[Point-based annotation data]
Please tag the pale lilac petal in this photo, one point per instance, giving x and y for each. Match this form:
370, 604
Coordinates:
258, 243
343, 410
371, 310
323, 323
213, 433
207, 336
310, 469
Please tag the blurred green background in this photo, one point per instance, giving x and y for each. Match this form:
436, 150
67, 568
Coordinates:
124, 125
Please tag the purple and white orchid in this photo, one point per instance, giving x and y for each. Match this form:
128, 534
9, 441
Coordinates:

* * *

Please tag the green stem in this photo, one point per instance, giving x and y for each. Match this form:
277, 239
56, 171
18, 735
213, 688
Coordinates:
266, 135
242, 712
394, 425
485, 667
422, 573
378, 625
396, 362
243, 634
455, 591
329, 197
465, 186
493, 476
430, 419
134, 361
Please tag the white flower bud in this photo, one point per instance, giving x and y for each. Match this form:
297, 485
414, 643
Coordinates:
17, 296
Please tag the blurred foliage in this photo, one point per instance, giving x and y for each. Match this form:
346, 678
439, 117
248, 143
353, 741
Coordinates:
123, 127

> **WHAT THIS TASK INVOLVES**
Report every line in the entries above that contains the word "blurred", copying each such line in full.

> **SOLUTION TO THE PROBLEM**
Please tag the blurred green background in this photo, one point per instance, giving x and y for each. Match this form:
Please tag the blurred foliage in this photo, one point per instance, giving x and y for each. Match this form:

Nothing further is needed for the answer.